• Exercise: In the review of Chapter 6 of The Attentive Life, with whom does the "woman trying to practice centering prayer" have a conversation?

• Source document:
One of the longer ones in The Attentive Life, Chapter 6 (as least to my sensibilities) rambles a bit. While there’s nothing wrong with a good ramble, I nevertheless I sometimes find myself wishing that Ford would get to the point more quickly than he tends to do so. And, if I may, another quibble: more and more I’m finding that Ford provides citations of sources quite selectively. More than once I wanted to see the source of a quotation only to be disappointed. For example, Ford tells us that John Cassan is responsible for defining acedia [sloth, indolence] as ‘the noonday demon” (121); but when I went to the notes to see where, I found no documentation. Or again, when Ford tells the little story of the conversation between a “woman trying to practice centering prayer” and Thomas Keating (129), there’s no citation in the endnotes. Such disappointments, I suppose, for quite natural for the likes of me, a retired professor who over the course of more than thirty years has tried to teach thousands of students the joys of citation--especially for readers! But, as I say, these are minor quibbles.

• Material:
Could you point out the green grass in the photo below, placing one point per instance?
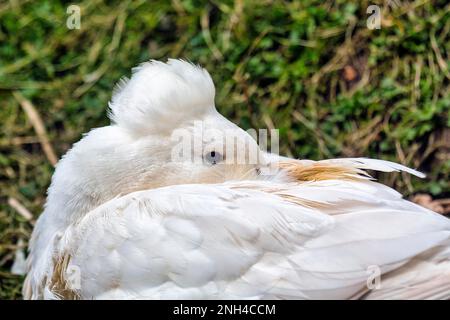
(275, 63)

• The solution: Thomas Keating